Reproduce only the lines from the one containing "Check that every instance of the banner" down to the end of the data, both included, keeping the requests unchanged and scaling every coordinate in the answers by 1.1, rounded to whole numbers with halves rounded up.

* Start *

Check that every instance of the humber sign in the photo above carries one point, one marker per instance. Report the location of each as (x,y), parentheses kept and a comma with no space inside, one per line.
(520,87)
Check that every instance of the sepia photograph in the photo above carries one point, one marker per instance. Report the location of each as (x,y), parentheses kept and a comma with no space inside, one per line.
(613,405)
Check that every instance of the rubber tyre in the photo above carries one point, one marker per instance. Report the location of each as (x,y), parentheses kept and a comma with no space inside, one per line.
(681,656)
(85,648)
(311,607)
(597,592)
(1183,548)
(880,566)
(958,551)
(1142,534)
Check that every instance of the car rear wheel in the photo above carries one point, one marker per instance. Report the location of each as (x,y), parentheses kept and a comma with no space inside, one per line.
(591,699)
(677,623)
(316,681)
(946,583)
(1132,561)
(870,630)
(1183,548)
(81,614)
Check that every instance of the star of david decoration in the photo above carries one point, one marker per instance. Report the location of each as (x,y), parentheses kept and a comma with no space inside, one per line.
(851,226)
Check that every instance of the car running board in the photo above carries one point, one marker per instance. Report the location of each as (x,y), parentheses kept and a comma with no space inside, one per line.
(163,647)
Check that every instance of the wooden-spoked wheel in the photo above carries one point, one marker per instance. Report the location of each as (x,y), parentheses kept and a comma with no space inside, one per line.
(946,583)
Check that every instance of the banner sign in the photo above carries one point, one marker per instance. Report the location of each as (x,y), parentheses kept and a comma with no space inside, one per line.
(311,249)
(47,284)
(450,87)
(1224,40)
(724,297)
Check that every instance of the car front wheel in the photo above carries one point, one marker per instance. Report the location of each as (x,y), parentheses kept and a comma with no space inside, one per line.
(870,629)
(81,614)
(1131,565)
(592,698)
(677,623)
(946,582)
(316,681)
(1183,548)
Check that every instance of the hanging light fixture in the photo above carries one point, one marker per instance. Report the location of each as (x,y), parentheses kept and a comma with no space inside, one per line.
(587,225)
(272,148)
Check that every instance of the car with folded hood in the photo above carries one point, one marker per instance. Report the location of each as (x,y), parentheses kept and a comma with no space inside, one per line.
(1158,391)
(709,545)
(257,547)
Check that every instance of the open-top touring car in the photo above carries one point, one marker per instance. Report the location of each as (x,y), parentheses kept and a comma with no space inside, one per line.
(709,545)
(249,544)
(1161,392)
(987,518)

* End *

* [Answer to the task]:
Check that every instance of the banner sign in the photo above carries one point, one marker per instance. Report the location of each as (x,y), parentheses kept and a comma with no space inside, one per line.
(342,274)
(52,312)
(495,96)
(1346,44)
(796,327)
Check that every instance of the car front wheel in the photo above carries one point, one marker per instance. Report the location of each as (x,y), parentheses kept and a comma with no space inside, one per line.
(957,692)
(89,675)
(1244,622)
(651,768)
(745,685)
(1041,640)
(348,749)
(1301,603)
Check that every instance of the hanging light fixture in the photo above carries one point, one marker per instance. Report the location of each as (x,y), parentheses kept and a comma with no space inside, one per line.
(646,248)
(299,163)
Check that every instance of the car with folded hood in the photo above carries one point, one marker per instance. Report the location of each as (x,y), parentheses kept and a comma with no space inside, one per line.
(1274,430)
(780,600)
(283,602)
Check that every instance of the open-top touring car in the photo above carries one point, one marker per instance. Report the location of each as (x,y), parentheses kept and a comma with no space inside, one per line.
(780,600)
(274,598)
(1277,431)
(1086,570)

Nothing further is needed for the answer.